**Stored data**
- Opening Delimiter -
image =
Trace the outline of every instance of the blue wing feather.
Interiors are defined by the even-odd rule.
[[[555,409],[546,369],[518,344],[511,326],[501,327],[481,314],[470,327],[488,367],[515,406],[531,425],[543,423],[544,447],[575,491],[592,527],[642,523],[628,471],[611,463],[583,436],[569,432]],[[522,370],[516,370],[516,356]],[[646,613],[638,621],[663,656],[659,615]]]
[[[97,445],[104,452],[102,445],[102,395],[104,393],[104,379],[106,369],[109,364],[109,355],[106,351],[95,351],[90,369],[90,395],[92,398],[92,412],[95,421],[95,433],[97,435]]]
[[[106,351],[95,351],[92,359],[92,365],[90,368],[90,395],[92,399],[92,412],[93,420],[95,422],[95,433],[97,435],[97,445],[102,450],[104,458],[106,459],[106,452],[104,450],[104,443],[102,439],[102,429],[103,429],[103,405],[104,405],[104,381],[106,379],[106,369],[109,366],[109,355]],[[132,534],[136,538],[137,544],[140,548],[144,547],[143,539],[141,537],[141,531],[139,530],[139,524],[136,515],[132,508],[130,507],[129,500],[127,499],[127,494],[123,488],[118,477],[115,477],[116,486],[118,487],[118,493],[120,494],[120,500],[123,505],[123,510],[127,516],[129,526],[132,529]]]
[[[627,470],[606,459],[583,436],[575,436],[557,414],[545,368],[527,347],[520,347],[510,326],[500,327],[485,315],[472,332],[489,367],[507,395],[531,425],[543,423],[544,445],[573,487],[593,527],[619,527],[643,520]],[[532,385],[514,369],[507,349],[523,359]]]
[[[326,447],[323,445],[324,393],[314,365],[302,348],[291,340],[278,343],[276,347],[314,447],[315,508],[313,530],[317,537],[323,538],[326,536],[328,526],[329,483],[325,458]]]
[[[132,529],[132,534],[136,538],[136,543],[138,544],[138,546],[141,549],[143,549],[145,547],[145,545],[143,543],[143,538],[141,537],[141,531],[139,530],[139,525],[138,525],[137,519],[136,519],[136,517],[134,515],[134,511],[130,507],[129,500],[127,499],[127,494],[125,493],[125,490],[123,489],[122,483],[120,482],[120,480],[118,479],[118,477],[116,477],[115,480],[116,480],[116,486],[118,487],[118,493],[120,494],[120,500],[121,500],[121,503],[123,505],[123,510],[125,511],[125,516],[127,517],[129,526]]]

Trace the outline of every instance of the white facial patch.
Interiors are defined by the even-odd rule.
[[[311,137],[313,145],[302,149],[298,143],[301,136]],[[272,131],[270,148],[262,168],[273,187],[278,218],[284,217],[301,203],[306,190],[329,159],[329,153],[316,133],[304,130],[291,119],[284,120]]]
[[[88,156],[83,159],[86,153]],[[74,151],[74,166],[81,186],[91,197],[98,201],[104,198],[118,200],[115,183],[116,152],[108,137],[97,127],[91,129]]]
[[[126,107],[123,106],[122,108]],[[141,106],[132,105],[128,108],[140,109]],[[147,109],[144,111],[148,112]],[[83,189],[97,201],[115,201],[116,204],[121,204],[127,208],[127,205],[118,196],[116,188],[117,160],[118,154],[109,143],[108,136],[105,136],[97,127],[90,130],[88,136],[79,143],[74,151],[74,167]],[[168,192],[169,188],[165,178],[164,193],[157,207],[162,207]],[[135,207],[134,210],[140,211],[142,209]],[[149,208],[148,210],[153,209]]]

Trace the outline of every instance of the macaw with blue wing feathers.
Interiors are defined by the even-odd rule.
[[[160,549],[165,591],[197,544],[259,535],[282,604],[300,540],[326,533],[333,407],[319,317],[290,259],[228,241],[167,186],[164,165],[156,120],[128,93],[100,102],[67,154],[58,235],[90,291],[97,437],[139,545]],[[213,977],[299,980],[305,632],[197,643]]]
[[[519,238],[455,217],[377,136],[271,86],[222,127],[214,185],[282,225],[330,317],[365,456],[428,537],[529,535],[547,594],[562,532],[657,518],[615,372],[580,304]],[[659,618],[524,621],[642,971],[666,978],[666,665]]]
- Closing Delimiter -
Repeat the data. Leave nothing out and change nothing.

image =
Trace the outline of every instance of the blue wing feather.
Interiors are defined by the even-odd rule.
[[[555,409],[546,369],[518,344],[511,326],[501,327],[481,314],[470,327],[488,367],[515,406],[531,425],[543,423],[544,447],[575,491],[592,527],[642,523],[628,471],[611,463],[583,436],[569,432]],[[522,370],[516,370],[516,356]],[[646,613],[638,621],[663,656],[659,615]]]
[[[97,445],[104,452],[102,445],[102,395],[104,393],[104,379],[106,369],[109,364],[109,355],[106,351],[95,351],[90,369],[90,395],[92,398],[92,412],[95,421],[95,433],[97,435]]]
[[[106,351],[95,351],[92,359],[92,365],[90,368],[90,395],[92,399],[92,412],[93,420],[95,422],[95,433],[97,435],[97,445],[102,450],[104,458],[106,459],[106,452],[104,450],[104,443],[102,439],[102,429],[103,429],[103,405],[104,405],[104,381],[106,379],[106,369],[109,366],[109,355]],[[132,534],[136,538],[137,544],[140,548],[144,547],[143,539],[141,537],[141,531],[139,530],[139,524],[136,515],[132,508],[130,507],[129,500],[127,499],[127,494],[123,488],[118,477],[115,477],[116,486],[118,487],[118,493],[120,494],[120,500],[123,505],[123,510],[127,516],[129,526],[132,529]]]
[[[627,470],[606,459],[583,436],[575,436],[557,414],[545,368],[527,347],[520,347],[510,326],[500,327],[485,315],[472,332],[489,367],[507,395],[531,425],[543,423],[544,445],[573,487],[593,527],[619,527],[643,520]],[[532,385],[514,369],[507,349],[523,359]]]
[[[326,447],[323,445],[324,393],[314,365],[302,348],[291,340],[278,343],[276,347],[314,447],[315,508],[313,530],[317,537],[323,538],[326,536],[328,526],[329,483],[325,458]]]
[[[132,529],[132,534],[136,538],[136,543],[138,544],[138,546],[141,549],[143,549],[145,547],[145,545],[143,543],[143,538],[141,537],[141,531],[139,530],[139,525],[138,525],[137,519],[136,519],[136,517],[134,515],[134,511],[130,507],[129,500],[127,499],[127,494],[125,493],[125,490],[123,489],[122,483],[120,482],[120,480],[118,479],[118,477],[116,477],[115,480],[116,480],[116,486],[118,487],[118,493],[120,494],[120,500],[121,500],[121,503],[123,505],[123,510],[125,511],[125,516],[127,517],[129,526]]]

Trace the outline of every instance of the white facial patch.
Interiors are defined by the even-odd rule.
[[[311,137],[313,145],[302,149],[298,143],[301,136]],[[272,131],[270,148],[262,168],[273,187],[278,218],[284,217],[301,203],[306,190],[329,159],[329,153],[316,133],[304,130],[291,119],[284,120]]]
[[[88,156],[83,159],[86,153]],[[74,151],[74,166],[81,186],[91,197],[98,201],[104,198],[118,200],[115,183],[116,152],[108,137],[97,127],[91,129]]]
[[[126,107],[123,106],[122,108]],[[141,106],[132,105],[128,108],[140,109]],[[147,109],[144,111],[148,112]],[[83,189],[97,201],[115,201],[116,204],[121,204],[127,208],[127,205],[118,196],[116,188],[117,160],[118,154],[109,143],[108,136],[105,136],[97,127],[90,130],[88,136],[79,143],[74,151],[74,167]],[[168,192],[169,188],[165,178],[164,193],[157,207],[162,207]],[[135,207],[134,210],[140,211],[142,209]],[[149,208],[148,210],[153,209]]]

Trace the outline of every instance of the macaw with blue wing feathers.
Interiors are defined by the even-odd rule.
[[[160,549],[165,591],[197,544],[259,535],[282,604],[300,540],[326,533],[333,407],[319,317],[290,259],[228,241],[167,186],[164,165],[156,120],[128,93],[100,102],[67,154],[58,235],[90,291],[97,437],[139,545]],[[213,977],[299,980],[305,632],[197,643]]]
[[[519,238],[455,217],[377,136],[271,86],[222,127],[214,185],[282,225],[330,317],[365,456],[428,537],[529,535],[547,594],[562,532],[657,518],[615,372],[580,304]],[[659,618],[524,621],[642,971],[666,978],[666,665]]]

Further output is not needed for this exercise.